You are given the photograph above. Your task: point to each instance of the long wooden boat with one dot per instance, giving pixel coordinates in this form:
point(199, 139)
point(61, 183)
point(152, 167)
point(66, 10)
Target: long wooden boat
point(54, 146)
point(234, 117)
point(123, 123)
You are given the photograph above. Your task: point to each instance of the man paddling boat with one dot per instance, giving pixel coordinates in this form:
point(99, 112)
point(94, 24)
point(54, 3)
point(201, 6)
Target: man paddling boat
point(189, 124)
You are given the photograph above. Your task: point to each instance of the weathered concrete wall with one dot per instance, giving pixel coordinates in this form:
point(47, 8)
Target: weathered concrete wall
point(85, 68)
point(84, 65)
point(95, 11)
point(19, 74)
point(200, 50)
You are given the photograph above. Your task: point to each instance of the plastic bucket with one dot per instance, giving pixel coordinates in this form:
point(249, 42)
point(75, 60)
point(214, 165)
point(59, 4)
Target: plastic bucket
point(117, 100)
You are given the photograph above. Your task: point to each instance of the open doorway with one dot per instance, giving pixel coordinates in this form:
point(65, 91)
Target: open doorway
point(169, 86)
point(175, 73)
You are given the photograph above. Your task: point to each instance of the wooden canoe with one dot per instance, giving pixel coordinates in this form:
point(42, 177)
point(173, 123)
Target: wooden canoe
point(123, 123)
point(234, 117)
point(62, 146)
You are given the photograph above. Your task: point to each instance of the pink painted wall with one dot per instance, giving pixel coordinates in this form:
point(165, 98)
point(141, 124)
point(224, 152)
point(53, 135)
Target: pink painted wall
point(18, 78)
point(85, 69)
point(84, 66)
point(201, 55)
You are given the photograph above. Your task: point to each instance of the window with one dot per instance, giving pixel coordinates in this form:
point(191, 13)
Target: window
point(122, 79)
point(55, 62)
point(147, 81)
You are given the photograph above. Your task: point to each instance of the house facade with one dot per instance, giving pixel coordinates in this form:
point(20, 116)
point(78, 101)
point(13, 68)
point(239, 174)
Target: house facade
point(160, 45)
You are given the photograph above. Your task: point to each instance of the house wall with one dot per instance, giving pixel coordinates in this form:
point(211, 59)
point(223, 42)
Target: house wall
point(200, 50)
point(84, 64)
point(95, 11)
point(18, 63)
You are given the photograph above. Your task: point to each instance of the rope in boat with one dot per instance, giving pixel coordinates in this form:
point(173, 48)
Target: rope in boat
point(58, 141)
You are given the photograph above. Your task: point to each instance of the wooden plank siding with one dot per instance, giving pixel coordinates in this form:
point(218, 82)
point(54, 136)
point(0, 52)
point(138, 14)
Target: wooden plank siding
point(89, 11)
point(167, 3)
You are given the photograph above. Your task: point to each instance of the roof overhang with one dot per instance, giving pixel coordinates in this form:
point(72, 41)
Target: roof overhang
· · ·
* [Brief] Transfer the records, beginning at the line that contains "the man paddling" and stopping after the line that contains "point(175, 73)". Keep the requests as they are, and add -111 to every coordinate in the answers.

* [Output]
You are given the photograph above. Your task: point to each instance of the man paddling boat with one dot per instance, giving pixel coordinates in this form:
point(99, 112)
point(94, 24)
point(54, 3)
point(201, 6)
Target: man paddling boat
point(78, 13)
You are given the photograph above. Your task: point to each instance of the weathered concrete wall with one dot per instance, giving pixel coordinates in this form:
point(47, 8)
Target: weathered concrete wall
point(-26, -43)
point(-27, -46)
point(-16, -100)
point(-92, -37)
point(89, -61)
You are given the photograph above. Your task: point to each instance of the plastic bucket with one dot per instance, giving pixel coordinates in this form:
point(249, 42)
point(75, 60)
point(214, 165)
point(59, 4)
Target: plastic bucket
point(6, -11)
You are given the photograph above. Your task: point to each instance of the open doorway with one dot per instance, giving pixel coordinates in this form:
point(65, 91)
Target: open doorway
point(58, -25)
point(64, -38)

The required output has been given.